-------- Data shown

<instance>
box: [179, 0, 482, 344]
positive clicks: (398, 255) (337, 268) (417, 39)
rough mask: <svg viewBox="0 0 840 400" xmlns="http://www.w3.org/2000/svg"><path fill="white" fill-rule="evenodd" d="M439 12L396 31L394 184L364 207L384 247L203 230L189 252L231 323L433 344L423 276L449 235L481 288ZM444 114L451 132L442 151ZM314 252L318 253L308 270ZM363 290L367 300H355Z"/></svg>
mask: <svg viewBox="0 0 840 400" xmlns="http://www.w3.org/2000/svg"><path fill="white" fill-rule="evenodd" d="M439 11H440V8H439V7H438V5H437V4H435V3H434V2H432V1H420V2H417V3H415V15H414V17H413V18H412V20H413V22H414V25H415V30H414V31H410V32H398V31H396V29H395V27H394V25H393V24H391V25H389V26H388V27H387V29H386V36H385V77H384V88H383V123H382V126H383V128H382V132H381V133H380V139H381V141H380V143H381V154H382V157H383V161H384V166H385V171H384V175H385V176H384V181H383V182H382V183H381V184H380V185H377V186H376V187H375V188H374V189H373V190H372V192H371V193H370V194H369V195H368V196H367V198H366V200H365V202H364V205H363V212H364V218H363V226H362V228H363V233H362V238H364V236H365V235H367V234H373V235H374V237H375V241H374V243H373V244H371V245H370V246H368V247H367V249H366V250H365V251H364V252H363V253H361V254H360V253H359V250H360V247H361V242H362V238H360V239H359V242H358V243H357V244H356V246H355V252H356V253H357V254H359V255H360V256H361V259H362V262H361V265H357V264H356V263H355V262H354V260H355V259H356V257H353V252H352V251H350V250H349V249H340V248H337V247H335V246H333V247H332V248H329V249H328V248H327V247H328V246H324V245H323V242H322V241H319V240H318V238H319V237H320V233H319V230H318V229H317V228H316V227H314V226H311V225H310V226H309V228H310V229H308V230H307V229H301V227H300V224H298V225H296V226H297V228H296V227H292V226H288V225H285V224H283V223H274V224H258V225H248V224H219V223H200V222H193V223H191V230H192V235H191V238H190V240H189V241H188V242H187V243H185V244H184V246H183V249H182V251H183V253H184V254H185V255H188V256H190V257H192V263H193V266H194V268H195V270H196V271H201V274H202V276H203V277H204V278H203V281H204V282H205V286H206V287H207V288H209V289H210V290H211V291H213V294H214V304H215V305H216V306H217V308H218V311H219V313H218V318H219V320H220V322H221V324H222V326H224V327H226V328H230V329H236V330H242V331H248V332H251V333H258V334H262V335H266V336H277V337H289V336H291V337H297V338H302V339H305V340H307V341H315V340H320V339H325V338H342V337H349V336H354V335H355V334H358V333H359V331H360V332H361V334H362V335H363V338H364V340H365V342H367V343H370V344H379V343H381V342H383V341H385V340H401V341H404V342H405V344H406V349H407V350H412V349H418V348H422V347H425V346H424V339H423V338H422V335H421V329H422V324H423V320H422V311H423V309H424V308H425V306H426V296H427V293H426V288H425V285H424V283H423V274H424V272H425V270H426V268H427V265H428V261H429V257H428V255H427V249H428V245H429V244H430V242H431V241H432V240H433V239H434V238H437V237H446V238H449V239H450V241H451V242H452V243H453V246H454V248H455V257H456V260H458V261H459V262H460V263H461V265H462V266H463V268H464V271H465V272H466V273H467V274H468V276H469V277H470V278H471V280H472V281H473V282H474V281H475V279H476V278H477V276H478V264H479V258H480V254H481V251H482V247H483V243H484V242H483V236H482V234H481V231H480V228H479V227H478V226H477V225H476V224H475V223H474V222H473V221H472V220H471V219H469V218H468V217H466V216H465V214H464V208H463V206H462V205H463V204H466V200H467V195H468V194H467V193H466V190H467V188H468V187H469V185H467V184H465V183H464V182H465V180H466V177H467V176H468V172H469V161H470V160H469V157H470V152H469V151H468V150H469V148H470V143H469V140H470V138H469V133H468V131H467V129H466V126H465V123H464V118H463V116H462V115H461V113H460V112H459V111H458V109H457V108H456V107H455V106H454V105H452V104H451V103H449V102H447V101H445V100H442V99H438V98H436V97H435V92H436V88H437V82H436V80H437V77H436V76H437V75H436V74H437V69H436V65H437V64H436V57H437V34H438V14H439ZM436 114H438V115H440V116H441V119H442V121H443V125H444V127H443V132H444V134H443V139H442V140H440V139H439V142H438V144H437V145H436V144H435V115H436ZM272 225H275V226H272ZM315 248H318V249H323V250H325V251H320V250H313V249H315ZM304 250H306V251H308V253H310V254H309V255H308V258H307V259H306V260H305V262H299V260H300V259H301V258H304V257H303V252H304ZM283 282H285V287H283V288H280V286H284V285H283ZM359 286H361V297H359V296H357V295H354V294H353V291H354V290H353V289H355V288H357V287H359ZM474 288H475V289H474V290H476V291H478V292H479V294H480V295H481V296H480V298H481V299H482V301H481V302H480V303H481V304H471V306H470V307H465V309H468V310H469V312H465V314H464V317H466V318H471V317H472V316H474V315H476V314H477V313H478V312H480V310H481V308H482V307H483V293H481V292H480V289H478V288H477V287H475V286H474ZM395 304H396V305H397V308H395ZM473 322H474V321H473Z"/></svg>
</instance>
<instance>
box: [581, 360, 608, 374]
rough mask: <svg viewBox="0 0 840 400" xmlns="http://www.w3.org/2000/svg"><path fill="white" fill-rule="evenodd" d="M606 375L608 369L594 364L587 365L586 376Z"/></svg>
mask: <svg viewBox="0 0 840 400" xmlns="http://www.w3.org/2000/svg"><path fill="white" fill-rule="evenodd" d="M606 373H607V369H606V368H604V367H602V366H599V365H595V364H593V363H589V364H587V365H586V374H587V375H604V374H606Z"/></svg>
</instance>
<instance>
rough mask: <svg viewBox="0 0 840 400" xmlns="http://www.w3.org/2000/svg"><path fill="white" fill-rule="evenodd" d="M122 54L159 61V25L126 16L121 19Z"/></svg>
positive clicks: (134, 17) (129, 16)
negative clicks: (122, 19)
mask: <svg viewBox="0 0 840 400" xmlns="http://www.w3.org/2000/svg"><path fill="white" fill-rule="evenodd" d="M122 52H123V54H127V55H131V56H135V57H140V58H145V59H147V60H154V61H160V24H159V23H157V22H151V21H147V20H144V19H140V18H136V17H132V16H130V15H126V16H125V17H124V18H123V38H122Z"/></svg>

----------------

** Work instructions **
Every entry above should be retyped exactly as shown.

** Your solution **
<instance>
box: [179, 0, 482, 344]
positive clicks: (398, 255) (337, 268) (417, 39)
rough mask: <svg viewBox="0 0 840 400" xmlns="http://www.w3.org/2000/svg"><path fill="white" fill-rule="evenodd" d="M439 12L396 31L394 184L364 207L384 247L203 230L189 252L231 323L433 344L423 276L449 235L481 288ZM444 114L451 132L442 151ZM314 252L318 253L308 270ZM363 290L367 300H355Z"/></svg>
mask: <svg viewBox="0 0 840 400" xmlns="http://www.w3.org/2000/svg"><path fill="white" fill-rule="evenodd" d="M439 11H440V8H439V7H438V5H437V4H435V3H434V2H432V1H420V2H417V3H415V15H414V17H413V18H412V20H413V22H414V25H415V30H414V31H410V32H398V31H396V29H395V27H394V25H393V24H391V25H389V26H388V27H387V29H386V36H385V77H384V88H383V123H382V126H383V128H382V132H381V133H380V139H381V141H380V143H381V154H382V157H383V161H384V166H385V171H384V175H385V176H384V181H383V182H382V183H381V184H380V185H377V186H376V187H375V188H374V189H373V190H372V192H371V193H370V194H369V195H368V196H367V198H366V200H365V202H364V205H363V212H364V218H363V226H362V228H363V233H362V238H364V236H365V235H367V234H373V235H374V237H375V241H374V243H373V244H371V245H370V246H368V247H367V249H366V250H365V251H364V252H363V253H361V254H360V253H359V250H360V247H361V242H362V238H360V239H359V242H358V243H357V244H356V246H355V252H356V253H357V254H359V255H360V256H361V259H362V262H361V265H357V264H356V263H355V262H354V260H355V259H356V257H353V252H352V251H350V250H349V249H340V248H337V247H335V246H333V247H332V248H329V249H328V248H327V247H328V246H324V245H323V242H322V241H319V240H318V238H319V237H320V233H319V230H318V229H317V228H316V227H314V226H311V225H310V226H309V228H310V229H308V230H307V229H301V227H300V224H298V225H296V226H297V228H296V227H292V226H288V225H285V224H283V223H274V224H258V225H248V224H219V223H200V222H193V223H191V230H192V235H191V238H190V240H189V241H188V242H187V243H185V244H184V246H183V249H182V251H183V253H184V254H185V255H188V256H190V257H192V263H193V266H194V268H195V270H196V271H201V274H202V276H203V277H204V278H203V281H204V282H205V286H206V287H207V288H209V289H210V290H211V291H213V294H214V304H215V305H216V306H217V308H218V311H219V313H218V318H219V320H220V322H221V324H222V326H224V327H226V328H230V329H236V330H242V331H248V332H251V333H258V334H262V335H266V336H277V337H289V336H291V337H297V338H302V339H305V340H307V341H315V340H320V339H325V338H342V337H349V336H354V335H355V334H358V333H359V331H360V332H361V334H362V335H363V338H364V340H365V342H367V343H370V344H379V343H381V342H383V341H385V340H401V341H404V342H405V344H406V349H407V350H412V349H418V348H422V347H425V346H424V339H423V338H422V335H421V329H422V324H423V320H422V311H423V309H424V308H425V306H426V296H427V293H426V288H425V285H424V283H423V274H424V272H425V270H426V268H427V265H428V261H429V257H428V255H427V249H428V245H429V244H430V242H431V241H432V240H433V239H434V238H437V237H446V238H449V239H450V241H451V242H452V243H453V246H454V248H455V257H456V260H458V261H459V262H460V263H461V265H462V266H463V268H464V271H465V272H466V273H467V274H468V276H469V277H470V278H471V280H472V281H473V282H474V281H475V279H476V278H477V276H478V264H479V258H480V254H481V251H482V247H483V243H484V242H483V236H482V234H481V231H480V228H479V227H478V226H477V225H476V224H475V223H474V222H473V221H472V220H471V219H469V218H468V217H466V216H465V214H464V208H463V206H462V205H463V204H466V200H467V195H468V194H467V193H466V190H467V188H468V187H469V185H467V184H465V183H464V182H465V180H466V177H467V176H468V172H469V161H470V160H469V157H470V152H469V151H468V150H469V148H470V143H469V140H470V138H469V133H468V131H467V129H466V126H465V123H464V118H463V116H462V115H461V113H460V112H459V111H458V109H457V108H456V107H455V106H454V105H452V104H451V103H449V102H447V101H445V100H442V99H438V98H436V97H435V92H436V88H437V82H436V80H437V77H436V76H437V75H436V74H437V69H436V65H437V64H436V57H437V34H438V14H439ZM436 114H438V115H440V116H441V119H442V121H443V125H444V127H443V132H444V134H443V139H442V140H440V139H439V142H438V144H437V145H436V144H435V115H436ZM272 225H275V226H272ZM315 248H318V249H323V250H325V251H320V250H313V249H315ZM304 250H306V251H308V253H310V254H309V255H308V258H307V259H306V260H305V262H299V260H300V259H301V258H304V257H303V252H304ZM283 282H285V287H283V288H280V286H284V285H283ZM359 286H361V297H359V296H357V295H354V294H353V291H354V290H353V289H355V288H357V287H359ZM474 288H475V289H474V290H476V291H478V292H479V294H480V295H481V296H480V298H481V299H482V301H481V302H480V303H481V304H471V306H470V307H465V309H468V310H469V312H465V314H464V317H466V318H471V317H472V316H474V315H476V314H477V313H478V312H480V310H481V308H482V307H483V293H481V292H480V289H478V288H477V287H475V286H474ZM395 304H396V305H397V308H395ZM473 322H474V321H473Z"/></svg>
</instance>
<instance>
box: [581, 360, 608, 374]
rough mask: <svg viewBox="0 0 840 400" xmlns="http://www.w3.org/2000/svg"><path fill="white" fill-rule="evenodd" d="M606 375L608 369L594 364L587 365L586 376Z"/></svg>
mask: <svg viewBox="0 0 840 400" xmlns="http://www.w3.org/2000/svg"><path fill="white" fill-rule="evenodd" d="M606 373H607V369H606V368H604V367H602V366H599V365H595V364H593V363H589V364H587V365H586V374H587V375H604V374H606Z"/></svg>
</instance>
<instance>
rough mask: <svg viewBox="0 0 840 400" xmlns="http://www.w3.org/2000/svg"><path fill="white" fill-rule="evenodd" d="M122 54L159 61V25L126 16L121 19Z"/></svg>
positive clicks: (134, 17) (129, 16)
negative clicks: (122, 19)
mask: <svg viewBox="0 0 840 400" xmlns="http://www.w3.org/2000/svg"><path fill="white" fill-rule="evenodd" d="M122 52H123V54H127V55H131V56H135V57H140V58H145V59H147V60H154V61H160V24H159V23H157V22H151V21H147V20H144V19H140V18H136V17H132V16H130V15H126V16H125V17H124V18H123V38H122Z"/></svg>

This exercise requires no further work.